START
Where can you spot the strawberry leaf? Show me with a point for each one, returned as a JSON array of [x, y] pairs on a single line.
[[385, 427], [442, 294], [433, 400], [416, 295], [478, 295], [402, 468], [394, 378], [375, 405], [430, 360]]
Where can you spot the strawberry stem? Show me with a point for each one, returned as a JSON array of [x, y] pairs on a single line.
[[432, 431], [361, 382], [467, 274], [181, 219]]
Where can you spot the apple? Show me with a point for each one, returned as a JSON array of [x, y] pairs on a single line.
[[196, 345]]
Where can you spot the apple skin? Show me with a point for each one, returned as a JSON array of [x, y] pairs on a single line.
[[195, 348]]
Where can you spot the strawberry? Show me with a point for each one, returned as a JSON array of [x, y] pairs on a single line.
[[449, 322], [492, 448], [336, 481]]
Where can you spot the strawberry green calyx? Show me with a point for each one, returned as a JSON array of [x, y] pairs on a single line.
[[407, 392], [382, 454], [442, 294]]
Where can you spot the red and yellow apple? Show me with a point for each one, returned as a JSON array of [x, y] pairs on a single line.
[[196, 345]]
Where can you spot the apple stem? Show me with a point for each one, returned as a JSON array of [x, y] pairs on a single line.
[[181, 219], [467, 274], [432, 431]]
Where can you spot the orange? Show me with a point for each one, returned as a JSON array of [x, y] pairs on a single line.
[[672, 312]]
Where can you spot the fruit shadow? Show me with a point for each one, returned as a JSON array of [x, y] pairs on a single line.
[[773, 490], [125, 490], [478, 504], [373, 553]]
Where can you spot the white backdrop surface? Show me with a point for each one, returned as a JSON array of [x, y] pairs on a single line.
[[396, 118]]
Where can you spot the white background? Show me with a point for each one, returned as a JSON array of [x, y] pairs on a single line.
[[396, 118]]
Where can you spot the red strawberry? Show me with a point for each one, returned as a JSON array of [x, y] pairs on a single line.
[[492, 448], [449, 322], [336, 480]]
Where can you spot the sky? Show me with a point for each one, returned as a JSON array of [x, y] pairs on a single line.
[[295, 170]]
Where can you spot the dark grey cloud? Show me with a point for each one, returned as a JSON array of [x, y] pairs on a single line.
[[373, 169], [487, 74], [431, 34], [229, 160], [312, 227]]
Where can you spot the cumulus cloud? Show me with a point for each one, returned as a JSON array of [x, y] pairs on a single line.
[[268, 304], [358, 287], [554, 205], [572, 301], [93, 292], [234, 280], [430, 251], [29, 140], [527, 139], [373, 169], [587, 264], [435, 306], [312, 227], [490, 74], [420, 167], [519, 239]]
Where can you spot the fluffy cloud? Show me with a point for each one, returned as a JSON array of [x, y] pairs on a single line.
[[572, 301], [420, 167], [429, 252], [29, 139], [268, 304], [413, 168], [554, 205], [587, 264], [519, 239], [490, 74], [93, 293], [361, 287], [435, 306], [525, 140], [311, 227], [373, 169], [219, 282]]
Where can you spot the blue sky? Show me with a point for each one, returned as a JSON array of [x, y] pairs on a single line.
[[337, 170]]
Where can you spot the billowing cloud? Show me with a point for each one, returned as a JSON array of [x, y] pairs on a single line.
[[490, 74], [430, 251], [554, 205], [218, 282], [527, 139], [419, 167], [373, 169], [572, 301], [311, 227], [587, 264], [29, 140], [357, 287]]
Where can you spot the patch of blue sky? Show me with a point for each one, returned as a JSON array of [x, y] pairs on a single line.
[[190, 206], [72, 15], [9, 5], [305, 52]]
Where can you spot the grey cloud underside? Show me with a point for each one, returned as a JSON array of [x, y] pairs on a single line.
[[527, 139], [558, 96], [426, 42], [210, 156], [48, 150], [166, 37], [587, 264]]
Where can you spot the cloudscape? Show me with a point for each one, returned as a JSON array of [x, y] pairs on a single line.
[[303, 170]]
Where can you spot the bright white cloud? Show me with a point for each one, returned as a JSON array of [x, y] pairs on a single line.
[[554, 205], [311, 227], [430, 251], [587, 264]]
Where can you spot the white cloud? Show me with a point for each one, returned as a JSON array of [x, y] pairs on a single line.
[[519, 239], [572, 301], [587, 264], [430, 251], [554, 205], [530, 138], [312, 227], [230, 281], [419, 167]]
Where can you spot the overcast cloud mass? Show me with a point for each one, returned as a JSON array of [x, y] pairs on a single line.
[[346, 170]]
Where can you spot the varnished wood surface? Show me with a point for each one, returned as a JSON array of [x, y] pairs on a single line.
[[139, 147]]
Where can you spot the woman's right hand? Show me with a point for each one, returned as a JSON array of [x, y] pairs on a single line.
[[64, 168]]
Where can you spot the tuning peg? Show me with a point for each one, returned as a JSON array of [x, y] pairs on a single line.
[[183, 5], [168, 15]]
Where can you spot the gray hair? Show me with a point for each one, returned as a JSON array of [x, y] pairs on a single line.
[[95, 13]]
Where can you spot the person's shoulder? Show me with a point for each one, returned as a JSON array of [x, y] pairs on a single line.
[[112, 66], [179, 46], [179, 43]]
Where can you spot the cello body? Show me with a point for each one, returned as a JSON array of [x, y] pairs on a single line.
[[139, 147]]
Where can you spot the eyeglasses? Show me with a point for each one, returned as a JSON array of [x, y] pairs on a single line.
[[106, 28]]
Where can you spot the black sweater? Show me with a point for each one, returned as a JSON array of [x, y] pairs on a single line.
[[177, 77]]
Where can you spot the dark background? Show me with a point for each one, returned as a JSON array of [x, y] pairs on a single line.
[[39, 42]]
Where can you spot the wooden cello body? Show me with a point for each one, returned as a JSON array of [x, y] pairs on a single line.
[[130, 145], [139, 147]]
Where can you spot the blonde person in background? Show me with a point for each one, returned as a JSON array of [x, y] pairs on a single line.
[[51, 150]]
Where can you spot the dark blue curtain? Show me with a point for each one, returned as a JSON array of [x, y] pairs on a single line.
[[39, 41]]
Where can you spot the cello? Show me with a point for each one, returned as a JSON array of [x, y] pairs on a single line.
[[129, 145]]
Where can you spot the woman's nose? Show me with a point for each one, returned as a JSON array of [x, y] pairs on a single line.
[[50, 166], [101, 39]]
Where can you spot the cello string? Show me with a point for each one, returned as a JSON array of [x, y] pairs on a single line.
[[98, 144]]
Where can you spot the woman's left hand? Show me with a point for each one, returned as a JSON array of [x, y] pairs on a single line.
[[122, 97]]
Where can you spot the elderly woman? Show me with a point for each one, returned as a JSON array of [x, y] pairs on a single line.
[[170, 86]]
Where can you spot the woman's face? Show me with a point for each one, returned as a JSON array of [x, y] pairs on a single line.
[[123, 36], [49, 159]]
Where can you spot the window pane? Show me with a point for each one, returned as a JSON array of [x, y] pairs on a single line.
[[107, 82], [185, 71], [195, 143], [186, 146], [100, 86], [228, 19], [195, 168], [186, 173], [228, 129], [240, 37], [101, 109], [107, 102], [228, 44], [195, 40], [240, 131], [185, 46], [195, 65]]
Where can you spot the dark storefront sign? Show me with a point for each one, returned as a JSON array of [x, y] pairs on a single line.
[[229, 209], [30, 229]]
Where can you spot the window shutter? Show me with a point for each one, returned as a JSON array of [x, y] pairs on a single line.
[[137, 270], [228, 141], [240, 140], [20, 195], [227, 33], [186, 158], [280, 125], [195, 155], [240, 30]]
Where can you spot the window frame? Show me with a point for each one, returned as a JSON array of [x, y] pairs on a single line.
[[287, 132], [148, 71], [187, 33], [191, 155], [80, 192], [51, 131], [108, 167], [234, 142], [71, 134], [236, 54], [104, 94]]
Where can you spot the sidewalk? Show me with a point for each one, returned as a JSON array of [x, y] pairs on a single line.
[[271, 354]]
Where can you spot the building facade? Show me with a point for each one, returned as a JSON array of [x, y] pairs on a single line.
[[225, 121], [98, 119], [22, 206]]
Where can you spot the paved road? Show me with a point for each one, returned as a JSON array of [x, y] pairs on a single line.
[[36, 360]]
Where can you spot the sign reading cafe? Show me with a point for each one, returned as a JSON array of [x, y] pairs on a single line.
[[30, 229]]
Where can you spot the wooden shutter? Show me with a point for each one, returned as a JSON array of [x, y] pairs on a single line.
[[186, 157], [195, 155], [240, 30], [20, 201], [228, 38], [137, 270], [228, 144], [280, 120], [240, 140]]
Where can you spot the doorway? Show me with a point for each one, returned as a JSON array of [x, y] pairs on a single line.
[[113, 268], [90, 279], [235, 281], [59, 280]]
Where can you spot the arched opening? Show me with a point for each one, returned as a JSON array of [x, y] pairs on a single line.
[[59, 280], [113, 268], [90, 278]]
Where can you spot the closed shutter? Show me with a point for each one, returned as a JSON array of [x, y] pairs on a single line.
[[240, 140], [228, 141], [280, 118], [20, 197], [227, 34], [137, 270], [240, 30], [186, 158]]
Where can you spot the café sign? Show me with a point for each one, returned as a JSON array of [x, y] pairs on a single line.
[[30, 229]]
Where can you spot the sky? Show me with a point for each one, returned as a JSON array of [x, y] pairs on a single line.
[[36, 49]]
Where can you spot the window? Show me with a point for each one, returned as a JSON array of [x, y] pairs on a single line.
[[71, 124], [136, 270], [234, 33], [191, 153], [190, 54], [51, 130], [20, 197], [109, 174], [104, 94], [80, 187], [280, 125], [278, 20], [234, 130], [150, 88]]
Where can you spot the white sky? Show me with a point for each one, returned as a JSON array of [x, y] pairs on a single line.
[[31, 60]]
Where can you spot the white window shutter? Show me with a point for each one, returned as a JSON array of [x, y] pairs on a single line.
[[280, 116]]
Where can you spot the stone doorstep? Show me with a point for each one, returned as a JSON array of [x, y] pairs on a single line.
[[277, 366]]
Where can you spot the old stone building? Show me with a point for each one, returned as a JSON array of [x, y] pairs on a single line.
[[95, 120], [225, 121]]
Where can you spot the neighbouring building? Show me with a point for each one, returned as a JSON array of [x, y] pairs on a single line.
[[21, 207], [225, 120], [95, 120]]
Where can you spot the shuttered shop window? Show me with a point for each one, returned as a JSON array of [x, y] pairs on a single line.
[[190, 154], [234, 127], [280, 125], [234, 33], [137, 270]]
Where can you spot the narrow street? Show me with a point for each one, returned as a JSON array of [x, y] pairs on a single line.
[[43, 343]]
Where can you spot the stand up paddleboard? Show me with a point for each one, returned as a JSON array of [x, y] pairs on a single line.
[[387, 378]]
END
### Do this
Give again only the lines starting at the one that contains "Where can you spot the neighbouring" and running to the end of the data.

### Final result
Where can you spot the neighbouring building? Show me with a point for each one, returned as a JSON array of [x, y] pairs on a single line.
[[21, 207], [225, 120], [95, 120]]
Where can you spot the shuttered shop window? Show me with a point for each one, returned as a JSON array of [x, y] pairs on a single line.
[[190, 154], [234, 127], [280, 125], [234, 33], [137, 270]]
Where can you spot the narrow street? Show me with a point for each one, returned as a JSON array of [x, y] pairs on a single line.
[[43, 343]]
Where can you spot the stand up paddleboard? Show me with a point for each one, returned as a JSON array of [x, y] pairs on a single line.
[[387, 378]]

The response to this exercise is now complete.